◆ EXERCISE DETAILS ◆
Show the lines below that contain the string "white".

Point-per-instance localization data
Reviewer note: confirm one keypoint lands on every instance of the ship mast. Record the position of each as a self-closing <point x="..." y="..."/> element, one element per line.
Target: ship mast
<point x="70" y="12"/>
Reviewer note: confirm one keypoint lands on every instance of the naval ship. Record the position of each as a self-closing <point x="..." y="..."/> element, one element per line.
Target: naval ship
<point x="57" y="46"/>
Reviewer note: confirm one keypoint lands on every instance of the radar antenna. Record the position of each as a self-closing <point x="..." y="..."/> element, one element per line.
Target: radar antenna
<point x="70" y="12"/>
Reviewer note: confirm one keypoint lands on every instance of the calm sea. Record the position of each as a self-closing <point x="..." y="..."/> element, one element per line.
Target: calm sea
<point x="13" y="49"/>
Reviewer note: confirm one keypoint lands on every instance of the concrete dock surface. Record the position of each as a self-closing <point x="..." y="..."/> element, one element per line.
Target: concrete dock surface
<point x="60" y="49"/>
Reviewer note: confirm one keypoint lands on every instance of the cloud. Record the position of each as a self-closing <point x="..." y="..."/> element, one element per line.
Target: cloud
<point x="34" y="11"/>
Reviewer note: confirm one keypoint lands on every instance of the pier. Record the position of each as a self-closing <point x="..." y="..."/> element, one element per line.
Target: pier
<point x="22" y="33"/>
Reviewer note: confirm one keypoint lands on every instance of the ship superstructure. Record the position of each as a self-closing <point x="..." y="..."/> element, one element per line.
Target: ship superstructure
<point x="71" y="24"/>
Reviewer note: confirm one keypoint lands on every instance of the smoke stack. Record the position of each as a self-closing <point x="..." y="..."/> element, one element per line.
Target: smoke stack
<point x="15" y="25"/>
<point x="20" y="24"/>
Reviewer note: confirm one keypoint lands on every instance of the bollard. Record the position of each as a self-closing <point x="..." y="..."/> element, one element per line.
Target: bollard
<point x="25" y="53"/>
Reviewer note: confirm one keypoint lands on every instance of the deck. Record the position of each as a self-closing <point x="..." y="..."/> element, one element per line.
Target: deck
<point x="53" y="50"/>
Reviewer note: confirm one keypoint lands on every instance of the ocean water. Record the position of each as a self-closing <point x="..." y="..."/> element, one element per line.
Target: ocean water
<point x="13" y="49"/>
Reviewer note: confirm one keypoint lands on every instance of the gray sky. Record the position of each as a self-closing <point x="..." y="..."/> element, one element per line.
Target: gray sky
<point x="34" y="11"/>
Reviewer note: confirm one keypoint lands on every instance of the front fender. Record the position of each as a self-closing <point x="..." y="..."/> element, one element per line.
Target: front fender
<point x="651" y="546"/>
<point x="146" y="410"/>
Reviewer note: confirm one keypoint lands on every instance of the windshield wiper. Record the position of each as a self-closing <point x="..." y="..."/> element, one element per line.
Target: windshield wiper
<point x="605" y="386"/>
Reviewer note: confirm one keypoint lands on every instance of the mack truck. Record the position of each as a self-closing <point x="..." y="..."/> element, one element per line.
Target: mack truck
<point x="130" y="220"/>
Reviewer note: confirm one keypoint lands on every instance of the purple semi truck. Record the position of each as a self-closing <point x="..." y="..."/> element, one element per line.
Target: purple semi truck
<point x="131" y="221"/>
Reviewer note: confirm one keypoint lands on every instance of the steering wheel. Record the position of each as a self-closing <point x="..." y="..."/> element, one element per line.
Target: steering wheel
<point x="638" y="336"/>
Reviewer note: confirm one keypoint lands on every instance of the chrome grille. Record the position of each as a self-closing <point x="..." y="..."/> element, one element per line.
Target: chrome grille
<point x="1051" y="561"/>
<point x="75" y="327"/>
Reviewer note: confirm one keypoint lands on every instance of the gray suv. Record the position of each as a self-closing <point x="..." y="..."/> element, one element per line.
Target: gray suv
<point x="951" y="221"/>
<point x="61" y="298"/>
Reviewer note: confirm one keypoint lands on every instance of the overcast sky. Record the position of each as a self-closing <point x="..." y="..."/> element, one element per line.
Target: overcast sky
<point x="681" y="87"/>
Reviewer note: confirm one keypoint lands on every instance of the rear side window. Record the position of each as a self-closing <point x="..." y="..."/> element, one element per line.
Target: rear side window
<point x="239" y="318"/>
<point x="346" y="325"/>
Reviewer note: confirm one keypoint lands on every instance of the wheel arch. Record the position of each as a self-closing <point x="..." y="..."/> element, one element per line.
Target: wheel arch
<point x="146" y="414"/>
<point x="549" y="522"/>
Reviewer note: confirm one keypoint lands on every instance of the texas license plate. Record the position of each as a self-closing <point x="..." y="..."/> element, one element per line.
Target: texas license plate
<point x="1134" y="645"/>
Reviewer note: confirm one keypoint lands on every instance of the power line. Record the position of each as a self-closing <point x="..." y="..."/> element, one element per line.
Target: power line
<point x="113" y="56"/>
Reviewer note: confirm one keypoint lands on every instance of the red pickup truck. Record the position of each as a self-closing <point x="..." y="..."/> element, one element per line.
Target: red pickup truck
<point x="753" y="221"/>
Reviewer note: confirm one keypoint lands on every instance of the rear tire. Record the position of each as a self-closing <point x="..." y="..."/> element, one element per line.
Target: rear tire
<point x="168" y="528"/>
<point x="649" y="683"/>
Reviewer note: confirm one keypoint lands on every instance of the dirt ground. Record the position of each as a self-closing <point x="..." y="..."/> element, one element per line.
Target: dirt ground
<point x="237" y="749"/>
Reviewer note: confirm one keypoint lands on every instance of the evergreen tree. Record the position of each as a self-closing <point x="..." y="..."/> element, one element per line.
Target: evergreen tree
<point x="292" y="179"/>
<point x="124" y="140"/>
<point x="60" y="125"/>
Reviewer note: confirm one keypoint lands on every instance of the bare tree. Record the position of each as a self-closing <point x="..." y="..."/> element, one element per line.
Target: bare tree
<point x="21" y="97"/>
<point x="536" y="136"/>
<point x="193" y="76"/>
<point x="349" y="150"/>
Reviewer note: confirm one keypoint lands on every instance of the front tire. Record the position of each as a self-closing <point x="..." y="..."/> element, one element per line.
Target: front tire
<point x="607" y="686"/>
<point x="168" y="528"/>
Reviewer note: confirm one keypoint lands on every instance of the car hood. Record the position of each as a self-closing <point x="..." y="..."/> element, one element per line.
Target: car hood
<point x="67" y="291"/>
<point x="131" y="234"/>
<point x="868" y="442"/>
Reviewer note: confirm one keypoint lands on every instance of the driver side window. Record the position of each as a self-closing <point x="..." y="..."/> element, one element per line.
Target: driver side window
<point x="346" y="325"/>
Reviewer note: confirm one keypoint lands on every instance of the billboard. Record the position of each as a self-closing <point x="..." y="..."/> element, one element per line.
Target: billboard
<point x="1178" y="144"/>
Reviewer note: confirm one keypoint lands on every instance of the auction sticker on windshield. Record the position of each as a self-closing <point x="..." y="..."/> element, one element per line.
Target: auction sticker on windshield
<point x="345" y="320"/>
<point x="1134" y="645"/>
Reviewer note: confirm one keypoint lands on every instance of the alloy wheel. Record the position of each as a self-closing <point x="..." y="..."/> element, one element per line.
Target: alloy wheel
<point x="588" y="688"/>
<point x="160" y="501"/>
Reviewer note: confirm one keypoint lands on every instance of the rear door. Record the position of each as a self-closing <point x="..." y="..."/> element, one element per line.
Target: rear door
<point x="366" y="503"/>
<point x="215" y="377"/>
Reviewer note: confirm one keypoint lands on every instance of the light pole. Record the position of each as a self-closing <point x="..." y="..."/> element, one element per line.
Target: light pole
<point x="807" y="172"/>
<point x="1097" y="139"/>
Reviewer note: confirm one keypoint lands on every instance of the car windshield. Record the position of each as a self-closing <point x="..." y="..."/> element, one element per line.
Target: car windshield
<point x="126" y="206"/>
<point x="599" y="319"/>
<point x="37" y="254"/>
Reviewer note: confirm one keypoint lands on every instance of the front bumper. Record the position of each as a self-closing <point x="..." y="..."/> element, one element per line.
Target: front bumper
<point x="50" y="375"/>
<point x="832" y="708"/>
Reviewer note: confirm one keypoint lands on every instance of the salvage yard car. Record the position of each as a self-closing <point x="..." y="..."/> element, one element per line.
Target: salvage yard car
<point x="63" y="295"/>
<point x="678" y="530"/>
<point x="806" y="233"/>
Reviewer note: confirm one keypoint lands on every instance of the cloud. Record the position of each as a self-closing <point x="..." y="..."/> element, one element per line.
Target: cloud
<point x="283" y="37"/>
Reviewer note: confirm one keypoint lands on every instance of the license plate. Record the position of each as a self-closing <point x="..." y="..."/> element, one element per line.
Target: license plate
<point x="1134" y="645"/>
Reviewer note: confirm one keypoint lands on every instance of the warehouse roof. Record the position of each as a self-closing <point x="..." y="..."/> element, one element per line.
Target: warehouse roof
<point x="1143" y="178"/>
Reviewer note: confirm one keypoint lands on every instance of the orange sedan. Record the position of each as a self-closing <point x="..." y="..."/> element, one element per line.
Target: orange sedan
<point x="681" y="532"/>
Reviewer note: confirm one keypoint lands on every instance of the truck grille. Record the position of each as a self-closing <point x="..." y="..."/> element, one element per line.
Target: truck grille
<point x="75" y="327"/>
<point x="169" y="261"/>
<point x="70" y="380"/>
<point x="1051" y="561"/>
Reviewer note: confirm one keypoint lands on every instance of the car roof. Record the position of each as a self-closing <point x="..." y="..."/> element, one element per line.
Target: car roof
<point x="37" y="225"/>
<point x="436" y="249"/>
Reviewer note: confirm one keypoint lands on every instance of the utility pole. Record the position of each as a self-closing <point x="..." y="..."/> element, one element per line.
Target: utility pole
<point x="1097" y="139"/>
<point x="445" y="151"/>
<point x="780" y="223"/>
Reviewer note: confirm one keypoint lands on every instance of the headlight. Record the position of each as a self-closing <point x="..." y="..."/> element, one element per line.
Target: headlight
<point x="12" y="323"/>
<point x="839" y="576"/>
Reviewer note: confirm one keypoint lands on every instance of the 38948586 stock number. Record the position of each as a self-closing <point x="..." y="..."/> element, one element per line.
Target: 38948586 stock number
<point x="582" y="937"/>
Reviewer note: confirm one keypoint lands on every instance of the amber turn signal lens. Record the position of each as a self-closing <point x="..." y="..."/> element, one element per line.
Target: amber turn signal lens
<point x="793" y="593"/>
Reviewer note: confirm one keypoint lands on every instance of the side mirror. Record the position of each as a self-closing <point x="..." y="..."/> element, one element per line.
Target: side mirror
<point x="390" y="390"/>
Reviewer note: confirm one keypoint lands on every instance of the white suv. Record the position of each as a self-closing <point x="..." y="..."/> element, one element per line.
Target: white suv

◆ EXPECTED ANSWER ◆
Reviewer note: confirm one keypoint lands on every instance of the white suv. Record the position of each as a self-closing <point x="..." y="..."/> element, one element per line.
Target: white suv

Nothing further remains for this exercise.